## Completa lo siguiente
A) Responde con base en el texto sobre el estado de alarma:
(i) ¿Qué ley orgánica regula los estados de alarma, excepción y sitio?
(ii) ¿Quiénes van a ser las "autoridades competentes" en esta declaración?
(iii) ¿Qué conferencia debe acompañar a la Conferencia de Presidentes?
B) Continúa el texto sobre el estado de alarma a partir de su última oración.

## Fragmento para leer
************

La oleada del coronavirus va a seguir sin reconocer fronteras. Cada Estado nacional no puede decidir nada más que sobre las suyas. Las fronteras de los demás Estados son indisponibles para el Estado nacional. Pero el Estado nacional sí puede tomar decisiones sobre sus fronteras interiores, es decir, sobre las fronteras entre comunidades autónomas y municipios. Decisiones que pueden extenderse no solamente a la definición de quién va a ser “autoridad competente” en el sentido que tiene este concepto en la LO 4/1981, de estados de alarma, excepción y sitio, para la gestión del estado de alarma, sino también a cómo tendrán que relacionarse las “autoridades competentes”, que en esta declaración van a ser los presidentes de las comunidades autónomas y de las ciudades autónomas de Ceuta y Melilla.

Este segundo extremo es muy importante. El virus no conoce fronteras y, en consecuencia, independientemente de que en el ejercicio de su derecho a la autonomía la “autoridad competente” de cada comunidad autónoma debe poder “concretar” en el ámbito territorial de su comunidad la aplicación de las medidas contempladas en el decreto de estado de alarma y en la decisión que adopte el Congreso de los Diputados a partir de los quince días de la entrada en vigor inicial del mismo, es importante que esa “concreción” no solamente se ponga en conocimiento de manera inmediata de las demás “autoridades competentes”, sino que se prevea de manera expresa una Conferencia de Presidentes como órgano permanente durante toda la vigencia del estado de alarma, que pueda hacer los “ajustes” en la gestión del estado de alarma que se consideren necesarios cuando la evolución de la emergencia así lo exija.

Esta presencia de la Conferencia de Presidentes como órgano permanente, acompañada, como es obvio, por una conferencia de los consejeros de Sanidad de las comunidades autónomas, es de importancia capital para dar credibilidad al mensaje que se transmita a la sociedad española en su conjunto acerca de la estrategia que se está poniendo en práctica para hacer frente al coronavirus.

************

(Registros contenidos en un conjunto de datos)
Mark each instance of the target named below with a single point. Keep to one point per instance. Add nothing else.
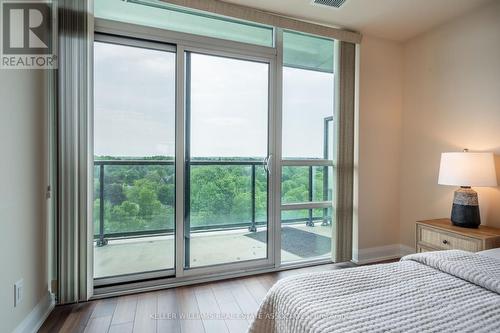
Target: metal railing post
(310, 222)
(101, 241)
(253, 228)
(326, 147)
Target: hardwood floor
(218, 307)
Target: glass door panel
(307, 177)
(227, 103)
(134, 156)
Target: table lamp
(465, 170)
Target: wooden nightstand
(435, 235)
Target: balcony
(134, 214)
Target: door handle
(267, 164)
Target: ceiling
(397, 20)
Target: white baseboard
(35, 319)
(381, 253)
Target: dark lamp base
(465, 211)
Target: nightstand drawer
(447, 241)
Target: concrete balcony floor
(143, 254)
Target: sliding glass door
(227, 149)
(202, 164)
(134, 156)
(307, 178)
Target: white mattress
(493, 253)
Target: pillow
(493, 253)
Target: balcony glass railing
(136, 198)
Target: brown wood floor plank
(208, 307)
(146, 308)
(125, 310)
(234, 317)
(105, 308)
(56, 319)
(245, 300)
(168, 311)
(122, 328)
(257, 290)
(79, 317)
(189, 311)
(234, 300)
(98, 324)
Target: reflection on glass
(134, 145)
(306, 184)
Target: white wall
(378, 149)
(22, 203)
(451, 101)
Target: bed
(445, 291)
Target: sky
(134, 108)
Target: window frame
(150, 37)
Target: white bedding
(447, 291)
(493, 253)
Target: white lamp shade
(467, 169)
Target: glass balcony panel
(306, 235)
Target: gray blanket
(447, 291)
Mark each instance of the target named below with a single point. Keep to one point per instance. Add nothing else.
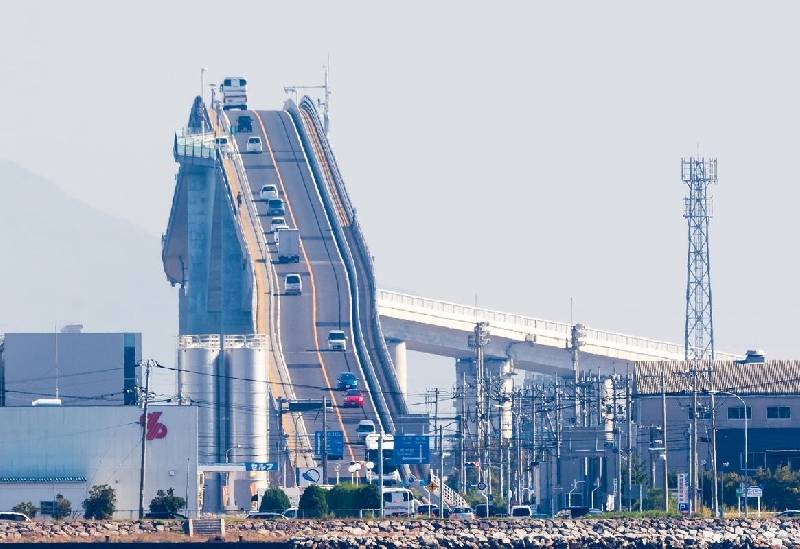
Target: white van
(398, 502)
(234, 93)
(293, 284)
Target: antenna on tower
(698, 173)
(323, 103)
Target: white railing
(451, 497)
(196, 145)
(473, 314)
(529, 325)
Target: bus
(234, 93)
(391, 475)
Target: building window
(737, 412)
(779, 412)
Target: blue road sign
(260, 466)
(335, 444)
(412, 449)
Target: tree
(63, 507)
(167, 502)
(27, 508)
(368, 496)
(313, 502)
(274, 500)
(101, 502)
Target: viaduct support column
(397, 349)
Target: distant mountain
(62, 261)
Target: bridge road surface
(326, 297)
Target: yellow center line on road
(261, 288)
(313, 289)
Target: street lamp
(227, 452)
(746, 467)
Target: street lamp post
(746, 466)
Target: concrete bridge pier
(398, 351)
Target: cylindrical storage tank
(248, 393)
(197, 359)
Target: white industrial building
(50, 450)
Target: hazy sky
(524, 152)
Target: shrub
(101, 502)
(313, 502)
(63, 507)
(275, 500)
(167, 502)
(26, 508)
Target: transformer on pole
(698, 174)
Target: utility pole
(629, 437)
(617, 441)
(143, 462)
(441, 470)
(380, 469)
(462, 475)
(664, 436)
(436, 413)
(693, 466)
(325, 442)
(478, 340)
(714, 454)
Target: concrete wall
(103, 446)
(87, 368)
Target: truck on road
(288, 245)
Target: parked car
(521, 511)
(14, 516)
(337, 341)
(275, 207)
(347, 380)
(254, 144)
(245, 124)
(354, 399)
(265, 515)
(365, 427)
(293, 284)
(427, 510)
(278, 223)
(165, 515)
(269, 192)
(462, 513)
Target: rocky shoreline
(417, 533)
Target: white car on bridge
(269, 192)
(254, 144)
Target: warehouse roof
(770, 377)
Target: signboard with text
(412, 449)
(335, 444)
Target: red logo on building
(154, 428)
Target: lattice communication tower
(698, 174)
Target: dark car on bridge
(347, 380)
(354, 399)
(245, 124)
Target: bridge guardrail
(525, 324)
(275, 348)
(366, 364)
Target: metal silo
(246, 358)
(197, 361)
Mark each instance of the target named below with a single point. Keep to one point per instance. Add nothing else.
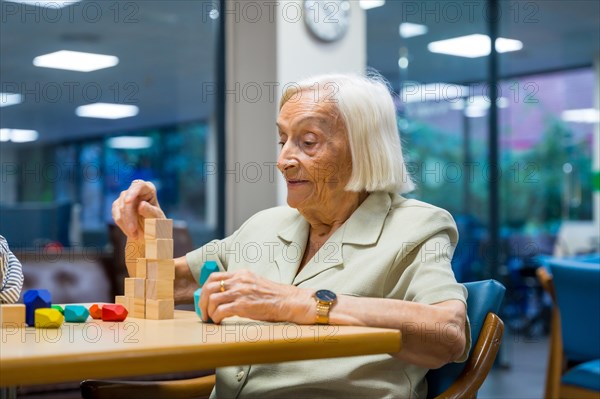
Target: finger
(205, 297)
(225, 310)
(140, 191)
(210, 298)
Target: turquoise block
(209, 267)
(197, 294)
(76, 314)
(59, 308)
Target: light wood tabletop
(98, 349)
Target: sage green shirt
(390, 247)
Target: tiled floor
(522, 373)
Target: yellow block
(12, 315)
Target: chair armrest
(480, 361)
(176, 389)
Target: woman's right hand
(135, 204)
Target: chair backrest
(484, 297)
(577, 286)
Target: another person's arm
(11, 273)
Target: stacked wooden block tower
(149, 289)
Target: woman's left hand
(245, 294)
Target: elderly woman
(348, 250)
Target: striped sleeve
(11, 274)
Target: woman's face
(315, 154)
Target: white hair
(367, 109)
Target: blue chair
(574, 363)
(455, 380)
(463, 380)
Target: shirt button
(240, 376)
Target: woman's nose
(286, 158)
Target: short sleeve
(423, 273)
(11, 274)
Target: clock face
(328, 20)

************

## Respuestas por tarea
A)
(i) La LO 4/1981, de estados de alarma, excepción y sitio.
(ii) Los presidentes de las comunidades autónomas y de las ciudades autónomas de Ceuta y Melilla.
(iii) Una conferencia de los consejeros de Sanidad de las comunidades autónomas.

B)
De la credibilidad del mensaje depende el éxito de la operación. Los sociólogos del derecho nos han enseñado desde hace muchos decenios que no hay Estado, por muy perfectamente que esté constituido, que pueda imponer de manera coactiva el cumplimiento de las normas a toda la población. Una norma dirigida a la totalidad de la población, como va a ser el decreto de declaración del estado de alarma o la norma parlamentaria que lo sustituya, únicamente podrá surtir efectos si los ciudadanos cumplimos casi al cien por cien lo que en dicha norma se establece. Una desviación que se aproximara al 5% sería inmanejable. No hay suficiente Policía, incluyendo la estatal, la autonómica y la municipal, para imponer coactivamente el cumplimiento de la norma, si la desviación de la conducta ciudadana alcanza ese porcentaje.

Las restricciones que se impongan durante el estado de alarma tienen que ser percibidas como “legítimas” por la población. Sin esa percepción de legitimidad, no es posible que las medidas que se adopten surtan efecto y tengan éxito. Y ello exige el concurso de todas las autoridades públicas, pero, sobre todo, el concurso del Gobierno de la nación y de los consejos de gobierno de las comunidades autónomas.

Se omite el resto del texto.